— GIVEN TASK —
Answer the following questions from the text about Claire Maxwell.
(a) In which year did she graduate from the University of Edinburgh, and with what degree?
(b) Against which team did Sirens make their Netball Superleague debut, and what was the score?
(c) Which team was she a member of when it won the British Fast5 Netball All-Stars Championship in 2019?

— PASSAGE SHOWN —
Claire Maxwell (born 10 August 1988), also known as Claire Brownie, is a Scotland netball international. She captained Scotland at both the 2018 Commonwealth Games and the 2019 Netball World Cup. She also represented Scotland at the 2014 Commonwealth Games and the 2015 Netball World Cup. At club level, she has played for Glasgow Wildcats, Team Bath and Sirens in the Netball Superleague and for Team Northumbria and Loughborough Lightning in the British Fast5 Netball All-Stars Championship.

Early life and education
Maxwell is originally from Turriff, Aberdeenshire. She was educated at Turriff Academy and the University of Edinburgh. In 2009 she graduated from Edinburgh with a  BEd in Physical Education.

Playing career

Netball Superleague
Glasgow Wildcats
Between 2008 and 2011 Maxwell played for Glasgow Wildcats.

Team Bath
Between 2014 and 2016 Maxwell played for Team Bath.
Sirens
On 21 February 2017 Maxwell captained Sirens as they made their Netball Superleague debut at the Emirates Arena in a 43–57 defeat against fellow newcomers Wasps. She continued to play for Sirens during the 2018 and 2019 seasons.

Fast5
In 2017 Maxwell played for Team Northumbria in the British Fast5 Netball All-Stars Championship. In 2019 she was a member of the Loughborough Lightning team that won the championship.

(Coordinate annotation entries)
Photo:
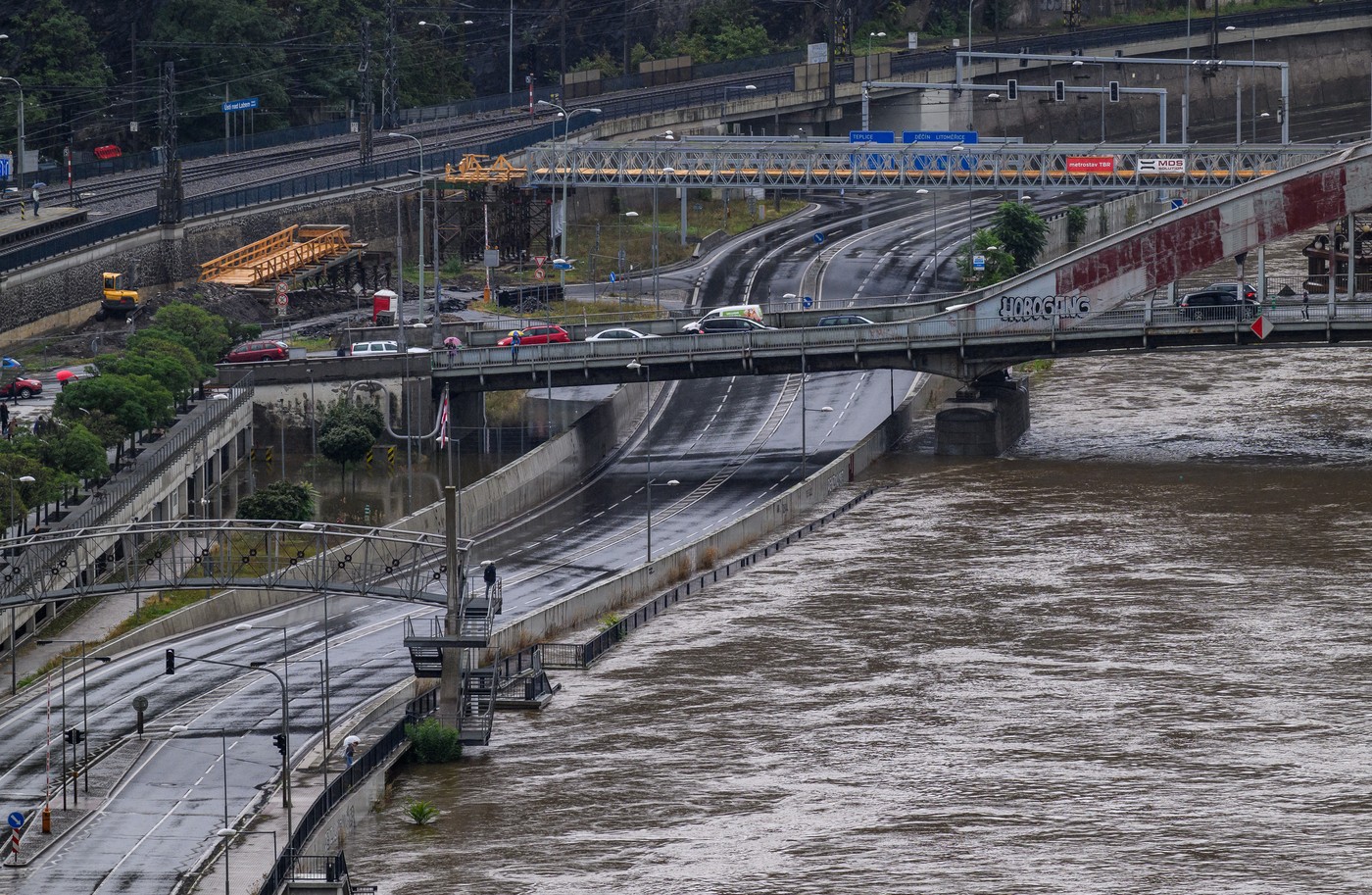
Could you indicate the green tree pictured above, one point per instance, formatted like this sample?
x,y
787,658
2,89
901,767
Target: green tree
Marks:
x,y
77,452
1021,232
65,75
345,443
205,333
288,501
1001,264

— FINISHED EXERCISE —
(a) She graduated in 2009 with a BEd in Physical Education.
(b) Sirens debuted against Wasps and lost 43–57.
(c) She was a member of Loughborough Lightning.